Text ▸
>>>
How do you differentiate given y=(secx^3)sqrt(sin2x)?

May 16, 2018

$\frac{\mathrm{dy}}{\mathrm{dx}} = \sec {x}^{3} \left(\frac{\cos 2 x}{\sqrt{\sin 2 x}} + 3 {x}^{2} \tan {x}^{3} \sqrt{\sin 2 x}\right)$

Explanation:

We have $y = u v$ where $u$ and $v$ are both functions of $x$.

$\frac{\mathrm{dy}}{\mathrm{dx}} = u v ' + v u '$

$u = \sec {x}^{3}$
$u ' = 3 {x}^{2} \sec {x}^{3} \tan {x}^{3}$

$v = {\left(\sin 2 x\right)}^{\frac{1}{2}}$
$v ' = {\left(\sin 2 x\right)}^{- \frac{1}{2}} / 2 \cdot \frac{d}{\mathrm{dx}} \left[\sin 2 x\right] = {\left(\sin 2 x\right)}^{- \frac{1}{2}} / 2 \cdot 2 \cos 2 x = \frac{\cos 2 x}{\sqrt{\sin 2 x}}$

$\frac{\mathrm{dy}}{\mathrm{dx}} = \frac{\sec {x}^{3} \cos 2 x}{\sqrt{\sin 2 x}} + 3 {x}^{2} \sec {x}^{3} \tan {x}^{3} \sqrt{\sin 2 x}$

$\frac{\mathrm{dy}}{\mathrm{dx}} = \sec {x}^{3} \left(\frac{\cos 2 x}{\sqrt{\sin 2 x}} + 3 {x}^{2} \tan {x}^{3} \sqrt{\sin 2 x}\right)$
<<<
Rows from an object pointing dataset
>>>
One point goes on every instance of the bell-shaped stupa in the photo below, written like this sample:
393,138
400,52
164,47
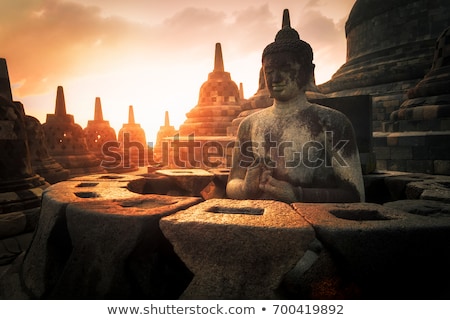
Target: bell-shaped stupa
41,161
133,143
99,134
66,142
218,103
20,187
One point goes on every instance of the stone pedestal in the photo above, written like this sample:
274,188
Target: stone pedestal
98,240
237,249
389,49
387,253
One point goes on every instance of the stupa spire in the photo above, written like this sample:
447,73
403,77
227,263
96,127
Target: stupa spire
166,119
218,59
98,113
131,115
60,105
5,85
286,19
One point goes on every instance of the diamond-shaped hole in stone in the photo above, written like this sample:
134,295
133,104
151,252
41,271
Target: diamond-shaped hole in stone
358,215
244,210
147,204
87,195
86,184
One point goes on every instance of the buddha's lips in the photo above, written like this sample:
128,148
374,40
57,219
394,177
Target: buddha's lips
278,87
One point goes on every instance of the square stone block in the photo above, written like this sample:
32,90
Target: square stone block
237,249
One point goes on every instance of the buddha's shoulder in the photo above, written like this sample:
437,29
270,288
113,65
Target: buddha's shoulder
329,113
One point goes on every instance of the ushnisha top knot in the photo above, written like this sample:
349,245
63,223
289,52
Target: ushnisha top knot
288,40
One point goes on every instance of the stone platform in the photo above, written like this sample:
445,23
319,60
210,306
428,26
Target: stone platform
111,236
237,249
98,240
<<<
Written request 1 ▸
Name every trigonometric function that appears in the differentiation text.
Written request 2 ▸
Reproduce the differentiation text starting with "May 16, 2018" and going on through "functions of $x$.", substituting "expressions" for "functions".

Problem solution 1 ▸
Secant, sine, cosine, and tangent.

Problem solution 2 ▸
May 16, 2018

$\frac{\mathrm{dy}}{\mathrm{dx}} = \sec {x}^{3} \left(\frac{\cos 2 x}{\sqrt{\sin 2 x}} + 3 {x}^{2} \tan {x}^{3} \sqrt{\sin 2 x}\right)$

Explanation:

We have $y = u v$ where $u$ and $v$ are both expressions of $x$.